§ **PROBLEM DETAILS**
Reproduce the data below verbatim from the line containing "the guardrail end" through its final line, and produce nothing more.

§ **INPUT ROWS**
>> start

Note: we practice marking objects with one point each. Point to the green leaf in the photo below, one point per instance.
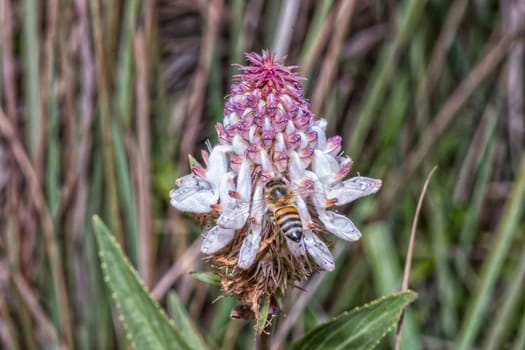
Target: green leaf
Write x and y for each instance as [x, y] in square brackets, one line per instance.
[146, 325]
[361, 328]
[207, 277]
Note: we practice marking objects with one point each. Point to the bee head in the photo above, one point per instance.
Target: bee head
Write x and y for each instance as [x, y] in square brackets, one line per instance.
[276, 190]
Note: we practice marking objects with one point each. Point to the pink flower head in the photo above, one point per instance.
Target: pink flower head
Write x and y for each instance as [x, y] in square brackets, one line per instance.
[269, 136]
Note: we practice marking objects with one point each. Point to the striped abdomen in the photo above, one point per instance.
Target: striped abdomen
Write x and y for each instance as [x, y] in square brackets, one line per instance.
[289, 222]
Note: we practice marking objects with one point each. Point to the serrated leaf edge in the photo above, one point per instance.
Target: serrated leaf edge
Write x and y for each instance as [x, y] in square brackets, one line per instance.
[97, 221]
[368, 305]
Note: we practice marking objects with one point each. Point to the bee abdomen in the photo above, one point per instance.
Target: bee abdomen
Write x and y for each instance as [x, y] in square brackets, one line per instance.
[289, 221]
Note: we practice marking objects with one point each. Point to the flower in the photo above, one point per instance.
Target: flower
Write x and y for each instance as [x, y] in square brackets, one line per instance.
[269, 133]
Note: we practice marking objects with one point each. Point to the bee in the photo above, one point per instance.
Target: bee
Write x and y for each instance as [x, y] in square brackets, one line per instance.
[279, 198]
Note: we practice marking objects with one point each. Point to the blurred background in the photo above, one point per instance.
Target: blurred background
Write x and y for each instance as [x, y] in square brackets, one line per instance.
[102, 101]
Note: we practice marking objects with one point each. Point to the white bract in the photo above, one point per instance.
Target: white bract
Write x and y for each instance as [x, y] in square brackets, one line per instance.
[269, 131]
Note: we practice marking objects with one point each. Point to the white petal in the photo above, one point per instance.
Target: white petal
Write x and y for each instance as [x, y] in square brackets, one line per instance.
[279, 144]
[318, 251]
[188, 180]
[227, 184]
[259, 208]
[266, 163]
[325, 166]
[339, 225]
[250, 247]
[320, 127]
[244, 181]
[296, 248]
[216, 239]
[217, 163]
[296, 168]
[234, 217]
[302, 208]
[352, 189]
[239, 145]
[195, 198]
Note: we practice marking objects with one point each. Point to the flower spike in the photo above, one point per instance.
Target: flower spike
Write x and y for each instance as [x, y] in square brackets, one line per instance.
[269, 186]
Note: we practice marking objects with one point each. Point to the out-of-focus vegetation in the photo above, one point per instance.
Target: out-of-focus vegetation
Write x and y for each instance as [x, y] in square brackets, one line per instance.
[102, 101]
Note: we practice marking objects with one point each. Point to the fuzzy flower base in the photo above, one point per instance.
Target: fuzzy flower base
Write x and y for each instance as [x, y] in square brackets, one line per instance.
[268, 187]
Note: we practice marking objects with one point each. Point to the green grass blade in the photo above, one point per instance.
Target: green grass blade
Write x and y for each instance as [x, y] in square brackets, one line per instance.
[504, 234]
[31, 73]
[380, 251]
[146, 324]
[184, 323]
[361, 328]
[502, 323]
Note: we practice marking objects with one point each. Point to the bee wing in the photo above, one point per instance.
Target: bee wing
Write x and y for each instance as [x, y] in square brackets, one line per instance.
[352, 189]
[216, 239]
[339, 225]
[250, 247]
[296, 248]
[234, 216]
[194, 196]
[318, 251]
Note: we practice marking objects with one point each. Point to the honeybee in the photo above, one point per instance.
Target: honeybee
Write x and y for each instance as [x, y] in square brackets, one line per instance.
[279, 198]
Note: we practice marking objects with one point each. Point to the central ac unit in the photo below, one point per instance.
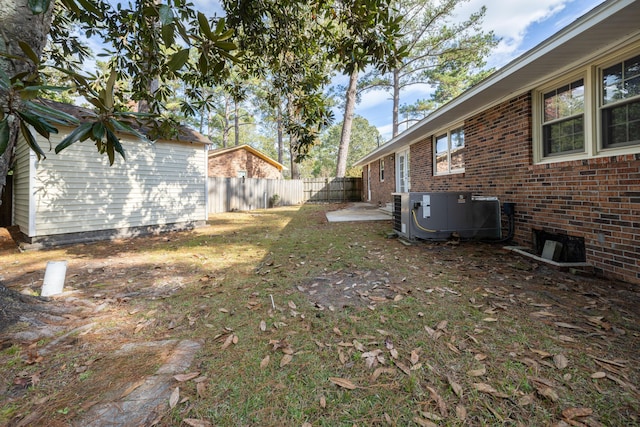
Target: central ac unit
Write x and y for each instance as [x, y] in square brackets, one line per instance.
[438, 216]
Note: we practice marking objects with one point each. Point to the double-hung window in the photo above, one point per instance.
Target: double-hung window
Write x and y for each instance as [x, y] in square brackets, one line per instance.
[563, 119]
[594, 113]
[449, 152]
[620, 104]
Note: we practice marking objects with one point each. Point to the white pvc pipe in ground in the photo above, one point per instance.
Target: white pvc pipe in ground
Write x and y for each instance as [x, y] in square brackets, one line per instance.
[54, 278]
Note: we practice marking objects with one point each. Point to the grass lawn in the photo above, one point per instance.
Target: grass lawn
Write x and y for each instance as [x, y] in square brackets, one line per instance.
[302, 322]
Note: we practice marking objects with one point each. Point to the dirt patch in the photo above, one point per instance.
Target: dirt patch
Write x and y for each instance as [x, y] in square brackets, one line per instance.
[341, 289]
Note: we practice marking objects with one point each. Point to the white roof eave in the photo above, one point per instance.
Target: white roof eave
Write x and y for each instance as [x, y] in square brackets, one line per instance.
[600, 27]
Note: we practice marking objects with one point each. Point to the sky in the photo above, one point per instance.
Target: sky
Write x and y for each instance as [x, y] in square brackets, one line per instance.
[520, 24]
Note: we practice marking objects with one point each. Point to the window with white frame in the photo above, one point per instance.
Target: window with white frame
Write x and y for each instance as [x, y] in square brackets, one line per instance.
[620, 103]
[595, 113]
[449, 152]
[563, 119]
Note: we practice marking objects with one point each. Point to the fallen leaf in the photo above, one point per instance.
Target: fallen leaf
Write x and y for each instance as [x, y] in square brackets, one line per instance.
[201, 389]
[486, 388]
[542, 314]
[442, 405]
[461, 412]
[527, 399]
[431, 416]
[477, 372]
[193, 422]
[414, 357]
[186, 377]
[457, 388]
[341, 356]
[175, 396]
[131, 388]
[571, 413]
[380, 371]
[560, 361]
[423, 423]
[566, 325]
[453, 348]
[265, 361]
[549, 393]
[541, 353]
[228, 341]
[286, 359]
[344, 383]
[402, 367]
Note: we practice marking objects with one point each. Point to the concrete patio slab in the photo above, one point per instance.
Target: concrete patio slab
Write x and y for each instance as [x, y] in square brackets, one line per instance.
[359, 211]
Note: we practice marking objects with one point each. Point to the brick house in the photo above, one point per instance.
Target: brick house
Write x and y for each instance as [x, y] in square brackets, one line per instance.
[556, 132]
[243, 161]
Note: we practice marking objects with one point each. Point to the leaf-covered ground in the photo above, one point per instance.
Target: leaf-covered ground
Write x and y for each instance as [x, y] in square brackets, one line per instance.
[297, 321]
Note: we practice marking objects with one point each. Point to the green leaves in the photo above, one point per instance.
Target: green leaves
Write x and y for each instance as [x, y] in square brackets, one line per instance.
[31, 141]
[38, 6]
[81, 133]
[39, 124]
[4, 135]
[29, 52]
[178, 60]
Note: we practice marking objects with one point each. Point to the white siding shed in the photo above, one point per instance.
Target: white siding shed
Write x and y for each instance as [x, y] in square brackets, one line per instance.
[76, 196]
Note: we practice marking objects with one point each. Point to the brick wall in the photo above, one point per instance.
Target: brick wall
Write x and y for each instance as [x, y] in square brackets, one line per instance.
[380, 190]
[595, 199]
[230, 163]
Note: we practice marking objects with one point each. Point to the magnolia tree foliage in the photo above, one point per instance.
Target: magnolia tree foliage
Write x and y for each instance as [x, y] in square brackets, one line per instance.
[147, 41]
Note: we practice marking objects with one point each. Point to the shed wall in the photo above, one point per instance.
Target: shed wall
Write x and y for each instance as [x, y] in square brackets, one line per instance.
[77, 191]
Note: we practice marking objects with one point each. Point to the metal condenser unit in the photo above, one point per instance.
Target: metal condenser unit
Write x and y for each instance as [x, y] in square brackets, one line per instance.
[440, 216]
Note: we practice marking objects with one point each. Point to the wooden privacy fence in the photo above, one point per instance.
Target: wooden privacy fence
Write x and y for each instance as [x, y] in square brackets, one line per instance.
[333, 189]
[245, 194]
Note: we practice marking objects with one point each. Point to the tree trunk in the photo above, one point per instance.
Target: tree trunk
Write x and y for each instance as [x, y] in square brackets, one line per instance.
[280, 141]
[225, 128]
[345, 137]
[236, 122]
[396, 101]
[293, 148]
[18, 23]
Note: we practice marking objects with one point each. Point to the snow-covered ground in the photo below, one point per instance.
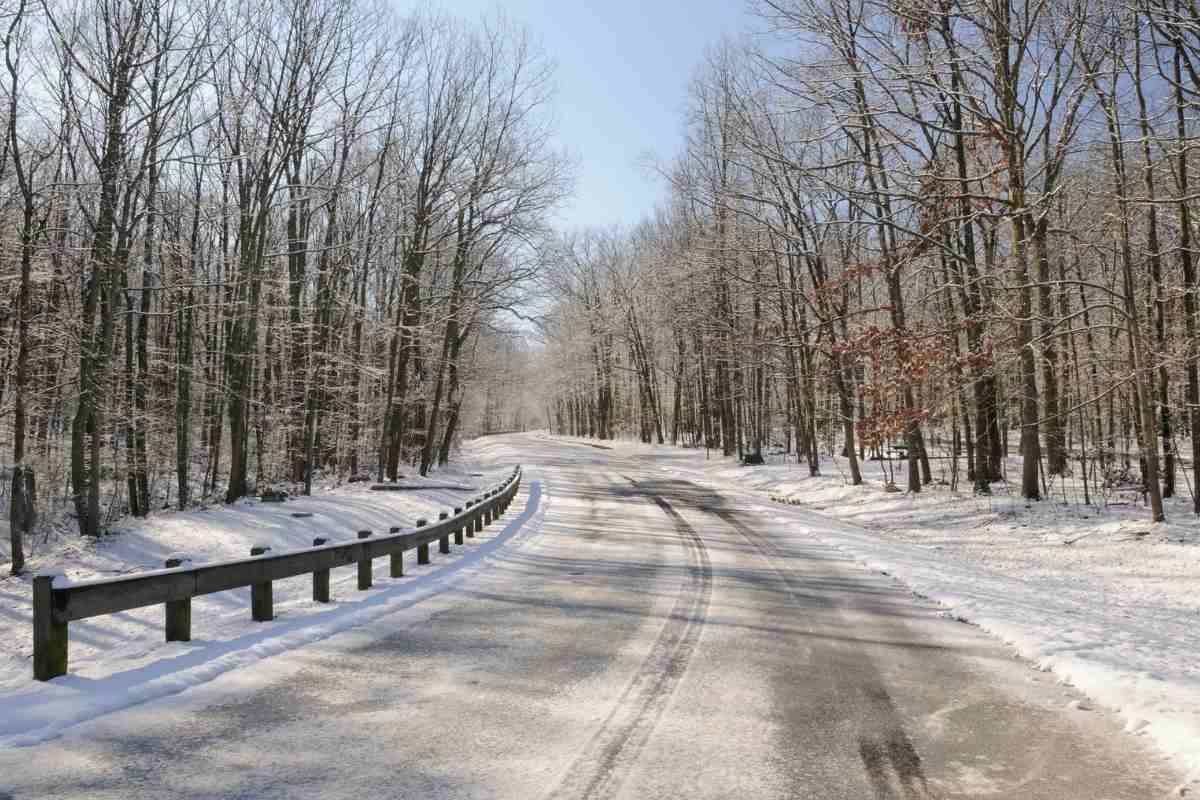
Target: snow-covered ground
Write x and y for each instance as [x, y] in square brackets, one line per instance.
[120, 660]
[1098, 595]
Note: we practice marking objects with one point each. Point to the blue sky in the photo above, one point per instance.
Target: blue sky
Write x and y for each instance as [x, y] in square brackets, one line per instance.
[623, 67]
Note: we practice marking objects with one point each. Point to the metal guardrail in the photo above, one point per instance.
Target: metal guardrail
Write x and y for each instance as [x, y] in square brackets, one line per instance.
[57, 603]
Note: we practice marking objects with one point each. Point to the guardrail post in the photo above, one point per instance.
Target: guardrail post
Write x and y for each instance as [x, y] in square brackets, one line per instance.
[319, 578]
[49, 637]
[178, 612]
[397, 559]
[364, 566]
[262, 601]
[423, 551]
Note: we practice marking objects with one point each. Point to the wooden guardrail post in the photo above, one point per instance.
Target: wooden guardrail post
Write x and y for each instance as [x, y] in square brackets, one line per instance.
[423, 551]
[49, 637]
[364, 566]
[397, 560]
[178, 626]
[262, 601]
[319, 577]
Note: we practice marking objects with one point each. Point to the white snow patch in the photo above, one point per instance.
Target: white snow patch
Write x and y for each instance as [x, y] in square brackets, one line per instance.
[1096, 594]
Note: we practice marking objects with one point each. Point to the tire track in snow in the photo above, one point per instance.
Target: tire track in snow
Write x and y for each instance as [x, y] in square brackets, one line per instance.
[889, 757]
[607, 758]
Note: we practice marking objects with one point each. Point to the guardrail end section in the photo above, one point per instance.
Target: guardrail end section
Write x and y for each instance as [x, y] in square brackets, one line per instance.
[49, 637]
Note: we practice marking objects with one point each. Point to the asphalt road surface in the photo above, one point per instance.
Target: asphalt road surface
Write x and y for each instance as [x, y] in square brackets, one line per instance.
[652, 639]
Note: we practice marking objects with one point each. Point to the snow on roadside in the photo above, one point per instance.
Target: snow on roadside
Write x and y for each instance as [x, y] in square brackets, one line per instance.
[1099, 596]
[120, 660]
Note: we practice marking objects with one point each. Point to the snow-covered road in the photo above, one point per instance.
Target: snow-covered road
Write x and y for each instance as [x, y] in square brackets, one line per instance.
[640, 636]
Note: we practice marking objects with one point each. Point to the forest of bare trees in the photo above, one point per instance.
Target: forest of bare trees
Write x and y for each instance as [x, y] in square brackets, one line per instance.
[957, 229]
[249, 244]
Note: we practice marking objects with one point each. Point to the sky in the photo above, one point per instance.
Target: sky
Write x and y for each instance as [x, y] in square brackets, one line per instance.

>> end

§ **SOLUTION TO THE EXERCISE**
Note: we practice marking objects with one point each. Point to the guardrail end section in the photo above, one point per instance.
Target: guardrail end section
Write x and y for each instance as [x, y] in square brackets, one line per instance.
[49, 637]
Note: we practice marking objects with one point each. Point to the asphalt road surface in the photo above, one point per instance.
Target: asphalt road surface
Write x and y for each instance as [x, y] in square brackets, one line per instance.
[652, 639]
Note: we practice marking objects with one point each. Point to the snow on roadside in the photo above, one point per instance.
Target: snow on roadside
Write x and y for each instance as [x, y] in square brackets, one line per instance.
[1099, 596]
[120, 660]
Note: we practice marking objects with one point each. Point to the snow-covered road in the photo above, one point per instance.
Target: snow-covered road
Write x and y for each instance as [x, y] in square brackets, one line per instance.
[640, 636]
Note: we practice marking objects with one point each. Point to the forest of bare trees in the photo above, one point per instance.
Target: forest of bare trees
Write x and y for each instance as [x, y] in square brackets, one line per instance.
[957, 229]
[249, 244]
Note: we practice marking objects with one point each. Point to the sky in the photo above, one point per instance.
Target: sky
Write x and y for each instance as [x, y] in square brackets, one line per instance.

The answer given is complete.